### Excerto do documento:
_ _ _ _ _ _ _

Landescherie – Ballée

Não choveu. Mas foi das noites mais frias que temos memória. Rivalizou com a noite do gelo, também em França, mas no final do ano passado. Não chegou a tanto, mas de vez em quando lá se acordava com o frio e de manhã, ninguém queria sair da tenda para enfrentar o orvalho que cobria tudo, incluindo a nossa casa amarela. Mas teve que ser...

Regressámos por onde viemos, para reencontrar a estrada agitada. Mas antes de lá chegar, cinco minutos para apanhar amoras selvagens. Um complemento à bucha da manhã.


Em menos nada, afugentámos o frio matinal com umas pedaladas valentes numa estrada chata. Recta perfeita que subia e descia os montes. O sino tocava o meio dia quando entrámos em Laval.
Parámos no banco de jardim, no centro da cidade. Comemos as amoras, mas sem supermercado à vista, precisávamos de mais combustível!
Por todo o lado estudantes. Mas mesmos muitos. Bastava olhar para uma paragem e algumas centenas se podiam ver, a conversar ou a fazer coisas de estudantes.

_ _ _ _ _ _ _

[Registos do conjunto de dados de apontamento]
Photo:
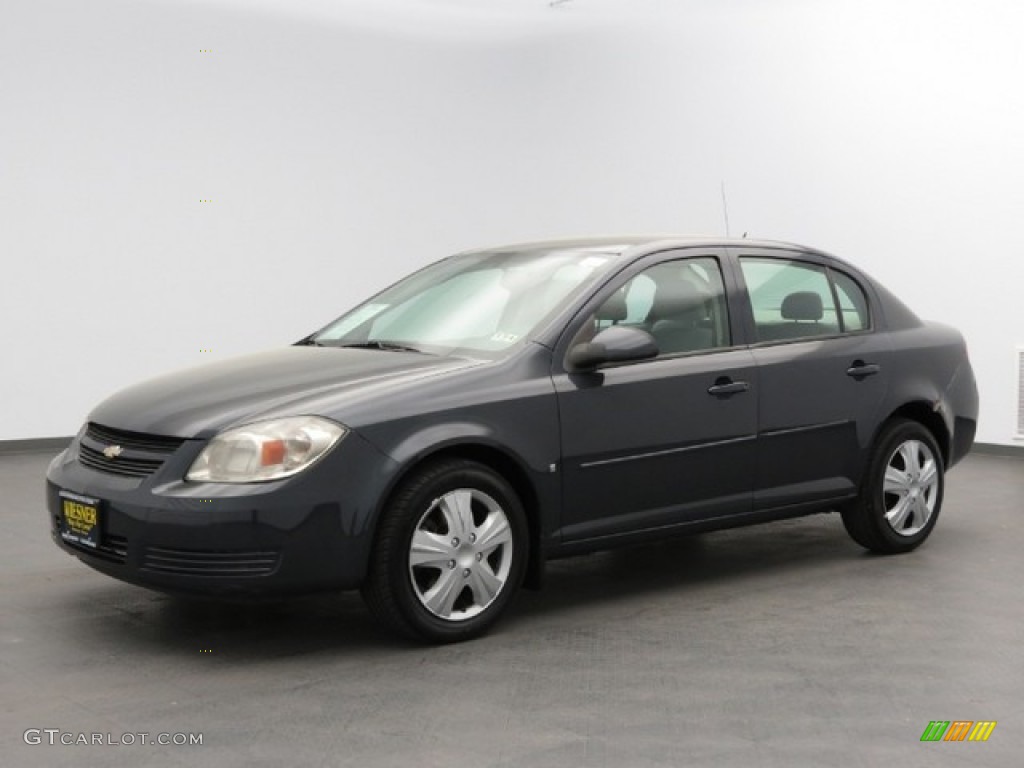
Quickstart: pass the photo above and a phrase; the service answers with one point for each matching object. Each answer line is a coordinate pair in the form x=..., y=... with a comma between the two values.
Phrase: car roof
x=636, y=245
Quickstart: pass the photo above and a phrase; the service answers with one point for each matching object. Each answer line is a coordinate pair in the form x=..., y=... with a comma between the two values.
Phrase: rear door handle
x=725, y=386
x=860, y=370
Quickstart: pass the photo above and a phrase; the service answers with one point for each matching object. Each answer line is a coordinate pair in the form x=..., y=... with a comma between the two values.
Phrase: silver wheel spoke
x=908, y=451
x=494, y=532
x=896, y=480
x=458, y=512
x=921, y=512
x=429, y=550
x=897, y=515
x=440, y=598
x=929, y=474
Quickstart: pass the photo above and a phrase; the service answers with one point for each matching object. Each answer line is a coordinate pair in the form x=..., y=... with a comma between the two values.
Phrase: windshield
x=476, y=303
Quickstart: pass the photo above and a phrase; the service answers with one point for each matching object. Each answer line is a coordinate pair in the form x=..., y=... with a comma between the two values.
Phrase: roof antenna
x=725, y=210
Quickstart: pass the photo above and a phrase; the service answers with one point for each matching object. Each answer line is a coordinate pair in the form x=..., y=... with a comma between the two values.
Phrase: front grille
x=210, y=562
x=141, y=455
x=112, y=548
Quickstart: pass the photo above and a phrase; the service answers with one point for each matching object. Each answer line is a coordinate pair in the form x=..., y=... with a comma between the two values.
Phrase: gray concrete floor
x=778, y=645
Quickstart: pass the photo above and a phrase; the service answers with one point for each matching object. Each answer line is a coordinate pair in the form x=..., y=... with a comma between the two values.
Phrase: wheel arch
x=925, y=414
x=501, y=461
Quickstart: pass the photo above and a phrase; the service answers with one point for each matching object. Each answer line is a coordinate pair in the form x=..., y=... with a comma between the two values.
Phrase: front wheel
x=450, y=553
x=901, y=493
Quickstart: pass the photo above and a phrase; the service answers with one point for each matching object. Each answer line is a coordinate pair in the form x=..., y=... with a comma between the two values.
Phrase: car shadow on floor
x=693, y=563
x=137, y=621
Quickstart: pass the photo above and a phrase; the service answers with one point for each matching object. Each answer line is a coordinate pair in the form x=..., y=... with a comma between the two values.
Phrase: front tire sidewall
x=410, y=510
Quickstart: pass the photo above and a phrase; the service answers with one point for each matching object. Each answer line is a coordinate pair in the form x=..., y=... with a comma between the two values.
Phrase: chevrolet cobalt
x=437, y=443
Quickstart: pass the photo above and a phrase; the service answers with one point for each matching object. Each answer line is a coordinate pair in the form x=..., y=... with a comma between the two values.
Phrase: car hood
x=199, y=401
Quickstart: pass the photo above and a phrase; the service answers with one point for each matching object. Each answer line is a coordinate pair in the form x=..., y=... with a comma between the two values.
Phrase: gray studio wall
x=344, y=143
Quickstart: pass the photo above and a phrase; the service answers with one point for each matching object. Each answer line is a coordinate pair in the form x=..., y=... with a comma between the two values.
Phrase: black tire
x=435, y=499
x=873, y=520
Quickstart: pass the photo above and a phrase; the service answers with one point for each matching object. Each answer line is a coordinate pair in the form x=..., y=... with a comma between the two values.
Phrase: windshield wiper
x=390, y=346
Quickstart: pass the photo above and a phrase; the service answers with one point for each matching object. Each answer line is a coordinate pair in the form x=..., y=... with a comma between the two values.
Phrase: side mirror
x=615, y=344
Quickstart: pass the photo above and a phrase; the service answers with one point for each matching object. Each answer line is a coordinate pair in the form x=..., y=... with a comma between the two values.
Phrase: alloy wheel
x=910, y=487
x=461, y=554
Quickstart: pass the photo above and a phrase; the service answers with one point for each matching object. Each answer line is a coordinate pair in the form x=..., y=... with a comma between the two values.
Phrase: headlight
x=265, y=451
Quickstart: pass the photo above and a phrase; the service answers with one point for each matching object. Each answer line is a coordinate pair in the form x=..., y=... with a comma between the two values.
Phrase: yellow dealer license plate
x=79, y=519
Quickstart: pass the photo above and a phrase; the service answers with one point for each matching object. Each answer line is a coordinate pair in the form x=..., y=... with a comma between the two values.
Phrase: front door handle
x=725, y=386
x=860, y=370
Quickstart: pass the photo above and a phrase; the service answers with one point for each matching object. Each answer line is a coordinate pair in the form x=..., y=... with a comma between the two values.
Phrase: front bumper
x=304, y=534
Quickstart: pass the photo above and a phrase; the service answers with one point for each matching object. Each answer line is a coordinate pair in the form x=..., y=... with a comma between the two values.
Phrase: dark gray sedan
x=436, y=444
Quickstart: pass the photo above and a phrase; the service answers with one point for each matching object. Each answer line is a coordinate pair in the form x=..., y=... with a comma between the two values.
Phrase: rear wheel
x=901, y=493
x=450, y=553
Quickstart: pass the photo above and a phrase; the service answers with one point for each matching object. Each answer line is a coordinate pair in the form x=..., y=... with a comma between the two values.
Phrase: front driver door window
x=645, y=444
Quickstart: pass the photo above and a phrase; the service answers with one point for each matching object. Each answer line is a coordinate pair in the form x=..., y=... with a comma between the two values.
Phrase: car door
x=822, y=375
x=666, y=440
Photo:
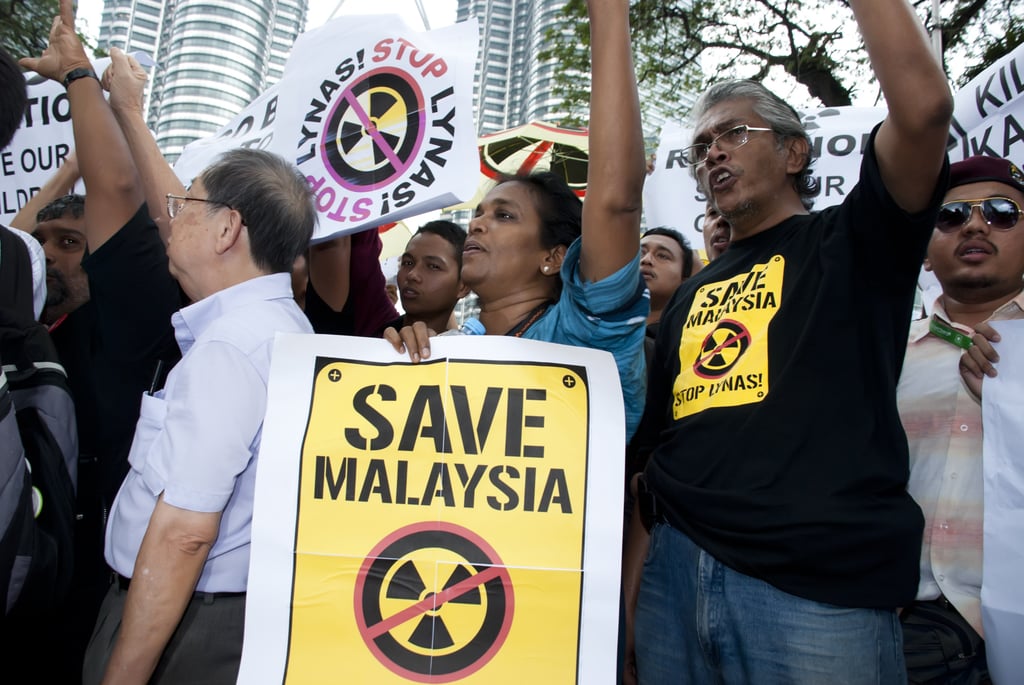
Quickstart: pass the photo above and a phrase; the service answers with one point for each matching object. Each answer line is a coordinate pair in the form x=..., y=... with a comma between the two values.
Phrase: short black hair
x=73, y=205
x=559, y=208
x=683, y=244
x=451, y=231
x=13, y=97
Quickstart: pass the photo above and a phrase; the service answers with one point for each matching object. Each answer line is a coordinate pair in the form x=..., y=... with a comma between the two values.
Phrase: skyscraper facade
x=213, y=56
x=513, y=85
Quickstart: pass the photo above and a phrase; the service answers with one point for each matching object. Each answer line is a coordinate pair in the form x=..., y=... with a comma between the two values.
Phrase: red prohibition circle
x=479, y=579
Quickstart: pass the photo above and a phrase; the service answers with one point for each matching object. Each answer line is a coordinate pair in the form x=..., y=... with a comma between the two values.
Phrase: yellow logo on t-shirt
x=723, y=352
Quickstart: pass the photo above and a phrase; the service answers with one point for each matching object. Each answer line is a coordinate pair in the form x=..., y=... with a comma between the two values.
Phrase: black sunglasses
x=1001, y=213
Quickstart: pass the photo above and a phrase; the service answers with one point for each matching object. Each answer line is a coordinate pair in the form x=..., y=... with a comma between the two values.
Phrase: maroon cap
x=980, y=168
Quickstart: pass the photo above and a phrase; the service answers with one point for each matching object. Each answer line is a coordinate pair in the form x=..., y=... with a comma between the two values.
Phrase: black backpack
x=38, y=451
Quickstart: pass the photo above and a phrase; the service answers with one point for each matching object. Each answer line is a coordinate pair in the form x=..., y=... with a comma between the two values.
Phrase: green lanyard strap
x=943, y=330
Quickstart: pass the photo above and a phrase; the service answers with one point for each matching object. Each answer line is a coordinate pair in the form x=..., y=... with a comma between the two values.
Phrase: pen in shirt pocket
x=158, y=378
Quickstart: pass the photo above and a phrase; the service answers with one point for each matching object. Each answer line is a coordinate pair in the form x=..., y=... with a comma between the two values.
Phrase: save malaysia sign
x=456, y=520
x=988, y=119
x=382, y=127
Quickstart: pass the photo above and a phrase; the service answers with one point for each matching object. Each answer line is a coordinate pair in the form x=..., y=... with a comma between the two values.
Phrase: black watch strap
x=80, y=73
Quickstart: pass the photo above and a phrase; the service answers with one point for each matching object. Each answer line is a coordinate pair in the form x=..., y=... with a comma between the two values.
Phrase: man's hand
x=65, y=51
x=125, y=80
x=979, y=361
x=415, y=339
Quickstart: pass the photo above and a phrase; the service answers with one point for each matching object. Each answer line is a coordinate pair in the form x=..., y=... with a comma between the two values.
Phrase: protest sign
x=457, y=520
x=379, y=119
x=988, y=120
x=39, y=147
x=43, y=141
x=1001, y=594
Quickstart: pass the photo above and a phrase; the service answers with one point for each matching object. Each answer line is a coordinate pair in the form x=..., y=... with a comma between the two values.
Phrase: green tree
x=680, y=46
x=25, y=26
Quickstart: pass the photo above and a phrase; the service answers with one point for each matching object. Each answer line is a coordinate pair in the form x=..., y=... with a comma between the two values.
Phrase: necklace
x=529, y=319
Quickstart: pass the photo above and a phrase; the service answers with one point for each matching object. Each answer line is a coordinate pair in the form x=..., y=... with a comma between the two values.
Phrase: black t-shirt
x=772, y=405
x=324, y=318
x=111, y=346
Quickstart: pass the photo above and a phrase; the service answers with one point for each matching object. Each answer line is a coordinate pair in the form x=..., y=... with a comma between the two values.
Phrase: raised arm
x=911, y=142
x=57, y=185
x=110, y=175
x=615, y=173
x=125, y=79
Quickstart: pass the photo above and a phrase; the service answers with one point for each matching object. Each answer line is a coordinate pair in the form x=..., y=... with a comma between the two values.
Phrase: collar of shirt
x=920, y=330
x=190, y=322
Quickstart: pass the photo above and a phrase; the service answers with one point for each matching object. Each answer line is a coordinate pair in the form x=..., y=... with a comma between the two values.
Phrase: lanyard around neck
x=943, y=330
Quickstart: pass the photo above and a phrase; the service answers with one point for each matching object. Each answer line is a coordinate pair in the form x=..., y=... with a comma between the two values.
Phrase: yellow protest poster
x=453, y=521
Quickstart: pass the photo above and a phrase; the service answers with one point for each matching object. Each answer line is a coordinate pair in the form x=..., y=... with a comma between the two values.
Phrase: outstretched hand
x=979, y=360
x=125, y=80
x=65, y=51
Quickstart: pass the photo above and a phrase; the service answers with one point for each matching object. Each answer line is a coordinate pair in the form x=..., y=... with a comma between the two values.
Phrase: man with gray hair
x=179, y=530
x=781, y=534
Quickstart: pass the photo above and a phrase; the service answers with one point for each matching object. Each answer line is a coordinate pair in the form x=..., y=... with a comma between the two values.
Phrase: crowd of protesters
x=823, y=524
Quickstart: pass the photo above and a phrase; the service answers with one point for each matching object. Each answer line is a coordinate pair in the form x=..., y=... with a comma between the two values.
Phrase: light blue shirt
x=197, y=440
x=608, y=314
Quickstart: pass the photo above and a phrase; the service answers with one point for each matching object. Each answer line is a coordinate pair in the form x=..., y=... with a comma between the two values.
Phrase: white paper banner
x=43, y=141
x=988, y=119
x=455, y=520
x=1001, y=592
x=379, y=119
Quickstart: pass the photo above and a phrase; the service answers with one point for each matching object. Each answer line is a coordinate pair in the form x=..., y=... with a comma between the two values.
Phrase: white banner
x=39, y=147
x=1001, y=593
x=379, y=119
x=988, y=120
x=454, y=520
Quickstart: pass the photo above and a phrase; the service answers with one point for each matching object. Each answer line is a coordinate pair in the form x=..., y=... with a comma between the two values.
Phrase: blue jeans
x=699, y=622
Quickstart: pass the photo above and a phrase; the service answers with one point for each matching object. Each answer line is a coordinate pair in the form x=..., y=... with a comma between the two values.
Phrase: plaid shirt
x=944, y=429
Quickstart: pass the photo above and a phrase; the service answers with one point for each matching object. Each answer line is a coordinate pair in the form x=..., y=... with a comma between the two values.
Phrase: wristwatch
x=80, y=73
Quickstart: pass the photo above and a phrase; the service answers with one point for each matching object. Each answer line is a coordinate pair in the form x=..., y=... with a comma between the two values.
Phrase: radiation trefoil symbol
x=374, y=132
x=433, y=602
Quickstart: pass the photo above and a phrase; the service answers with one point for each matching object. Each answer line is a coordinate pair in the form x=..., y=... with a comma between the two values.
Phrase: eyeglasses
x=1001, y=213
x=175, y=203
x=728, y=141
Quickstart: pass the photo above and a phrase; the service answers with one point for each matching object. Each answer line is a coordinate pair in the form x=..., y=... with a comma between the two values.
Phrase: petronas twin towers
x=213, y=56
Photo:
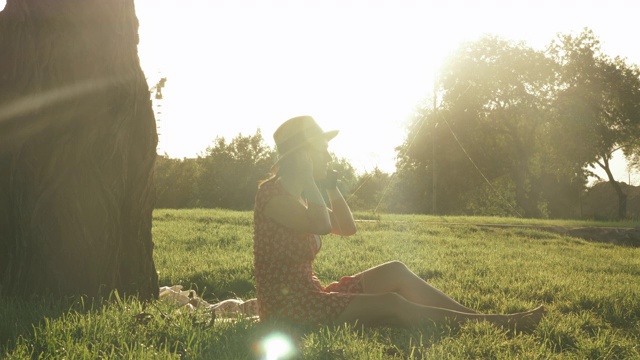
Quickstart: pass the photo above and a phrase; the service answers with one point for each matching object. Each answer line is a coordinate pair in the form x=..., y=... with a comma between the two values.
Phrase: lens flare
x=277, y=346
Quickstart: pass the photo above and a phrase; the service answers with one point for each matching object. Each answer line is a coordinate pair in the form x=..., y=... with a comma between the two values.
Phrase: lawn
x=591, y=289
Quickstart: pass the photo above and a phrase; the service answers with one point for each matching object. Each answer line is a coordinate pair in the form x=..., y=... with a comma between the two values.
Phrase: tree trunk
x=622, y=197
x=77, y=149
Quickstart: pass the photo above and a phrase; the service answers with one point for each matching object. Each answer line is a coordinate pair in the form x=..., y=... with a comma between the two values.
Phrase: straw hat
x=297, y=132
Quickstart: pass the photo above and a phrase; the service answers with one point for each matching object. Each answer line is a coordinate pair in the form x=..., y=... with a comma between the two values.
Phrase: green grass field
x=591, y=289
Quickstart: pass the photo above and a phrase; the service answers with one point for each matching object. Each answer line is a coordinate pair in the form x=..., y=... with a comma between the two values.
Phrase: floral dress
x=287, y=288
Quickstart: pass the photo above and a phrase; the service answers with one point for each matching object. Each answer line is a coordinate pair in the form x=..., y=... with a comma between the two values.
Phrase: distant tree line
x=510, y=131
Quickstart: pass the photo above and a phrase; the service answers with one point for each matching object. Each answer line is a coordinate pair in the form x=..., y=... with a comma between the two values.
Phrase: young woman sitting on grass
x=289, y=217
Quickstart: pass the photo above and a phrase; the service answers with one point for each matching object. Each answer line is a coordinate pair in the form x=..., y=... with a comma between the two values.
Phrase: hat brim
x=327, y=135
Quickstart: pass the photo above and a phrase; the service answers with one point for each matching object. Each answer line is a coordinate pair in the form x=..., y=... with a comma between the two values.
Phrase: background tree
x=598, y=106
x=230, y=172
x=176, y=182
x=77, y=150
x=502, y=92
x=370, y=191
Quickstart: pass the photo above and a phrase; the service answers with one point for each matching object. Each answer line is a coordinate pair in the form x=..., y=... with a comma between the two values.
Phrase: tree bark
x=77, y=150
x=622, y=197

_ _ _ _ _ _ _

### Problema a resolver:
Reproduz na íntegra, sem qualquer alteração, o relato de viagem. A listagem provém de uma fonte diferente da do relato de viagem.

### Resposta correta:
Landescherie – Ballée

Não choveu. Mas foi das noites mais frias que temos memória. Rivalizou com a noite do gelo, também em França, mas no final do ano passado. Não chegou a tanto, mas de vez em quando lá se acordava com o frio e de manhã, ninguém queria sair da tenda para enfrentar o orvalho que cobria tudo, incluindo a nossa casa amarela. Mas teve que ser...

Regressámos por onde viemos, para reencontrar a estrada agitada. Mas antes de lá chegar, cinco minutos para apanhar amoras selvagens. Um complemento à bucha da manhã.


Em menos nada, afugentámos o frio matinal com umas pedaladas valentes numa estrada chata. Recta perfeita que subia e descia os montes. O sino tocava o meio dia quando entrámos em Laval.
Parámos no banco de jardim, no centro da cidade. Comemos as amoras, mas sem supermercado à vista, precisávamos de mais combustível!
Por todo o lado estudantes. Mas mesmos muitos. Bastava olhar para uma paragem e algumas centenas se podiam ver, a conversar ou a fazer coisas de estudantes.